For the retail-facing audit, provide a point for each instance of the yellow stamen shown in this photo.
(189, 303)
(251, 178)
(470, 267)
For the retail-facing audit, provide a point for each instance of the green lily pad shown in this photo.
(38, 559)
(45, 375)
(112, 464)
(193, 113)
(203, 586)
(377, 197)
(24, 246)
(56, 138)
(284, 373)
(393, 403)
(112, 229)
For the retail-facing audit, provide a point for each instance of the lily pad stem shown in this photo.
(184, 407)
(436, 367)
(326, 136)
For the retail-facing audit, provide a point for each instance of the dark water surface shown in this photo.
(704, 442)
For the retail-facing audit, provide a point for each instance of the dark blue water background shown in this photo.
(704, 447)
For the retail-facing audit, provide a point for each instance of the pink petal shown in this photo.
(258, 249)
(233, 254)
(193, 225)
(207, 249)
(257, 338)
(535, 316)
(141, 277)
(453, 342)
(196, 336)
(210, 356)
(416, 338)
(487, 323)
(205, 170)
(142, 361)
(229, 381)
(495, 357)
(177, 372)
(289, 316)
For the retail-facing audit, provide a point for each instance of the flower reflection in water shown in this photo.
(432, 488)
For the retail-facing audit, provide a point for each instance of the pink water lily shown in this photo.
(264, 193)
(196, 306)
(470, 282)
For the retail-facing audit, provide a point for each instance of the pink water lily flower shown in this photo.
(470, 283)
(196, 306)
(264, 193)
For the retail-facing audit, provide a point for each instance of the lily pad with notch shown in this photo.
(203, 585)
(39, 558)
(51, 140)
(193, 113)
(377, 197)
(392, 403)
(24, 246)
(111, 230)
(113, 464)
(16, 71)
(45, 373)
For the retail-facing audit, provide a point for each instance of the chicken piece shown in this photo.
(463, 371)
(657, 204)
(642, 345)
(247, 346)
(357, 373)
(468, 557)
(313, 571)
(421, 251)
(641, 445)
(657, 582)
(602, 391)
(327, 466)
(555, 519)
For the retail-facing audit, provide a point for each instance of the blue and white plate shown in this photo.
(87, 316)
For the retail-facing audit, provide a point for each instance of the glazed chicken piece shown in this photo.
☆ ☆ ☆ ☆ ☆ ☆ ☆
*Work request:* Having read the records, return each one exactly.

*Task response:*
For the retail-facing audit, provide a point for each instance of the yellow stamen shown in this photo.
(189, 303)
(251, 178)
(470, 267)
For the retail-facing audit, provide a point for each instance of the green lily pad shown in this photo.
(38, 559)
(45, 375)
(112, 464)
(193, 113)
(203, 586)
(377, 197)
(24, 246)
(56, 138)
(284, 373)
(393, 403)
(112, 229)
For the retail-facing audit, provide a point for each instance of the lily pad stem shown in this photo.
(184, 407)
(436, 367)
(326, 136)
For the retail-facing audit, provide a point for each instance of the dark water surface shown in this photo.
(704, 442)
For the retail-facing audit, provide a point for each instance of the dark blue water background shown in this photo.
(704, 447)
For the retail-facing audit, provide a point for each instance of the pink petal shown in this photo.
(258, 249)
(233, 254)
(193, 225)
(207, 249)
(257, 338)
(535, 316)
(141, 277)
(453, 342)
(196, 336)
(210, 356)
(416, 338)
(487, 323)
(205, 170)
(142, 361)
(229, 381)
(495, 357)
(177, 372)
(289, 316)
For the retail-facing audit, provide a point for each instance of the flower reflection in water shown in this photo.
(432, 488)
For the retail-facing audit, provide a point for each instance of the pink water lily shown in this photo.
(264, 193)
(196, 306)
(470, 282)
For the retail-facing audit, provide a point for each instance of the pink water lily flower shown in this photo.
(470, 283)
(196, 306)
(264, 193)
For the retail-facing audit, provide a point for each instance of the lily pad with notch shown in this photo.
(203, 585)
(39, 558)
(51, 140)
(193, 113)
(377, 197)
(392, 403)
(24, 246)
(111, 230)
(113, 464)
(16, 71)
(45, 373)
For the retail-facing audit, provide a point for each instance of the chicken piece shown in this photo.
(463, 371)
(657, 204)
(642, 345)
(247, 346)
(357, 373)
(468, 557)
(313, 571)
(421, 251)
(641, 445)
(657, 582)
(602, 391)
(327, 466)
(555, 519)
For the retail-facing audit, provide a point for each instance of the blue and white plate shown in this photo.
(87, 316)
For the retail-facing audit, provide a point for each instance of the glazed chicken piece shown in this photo.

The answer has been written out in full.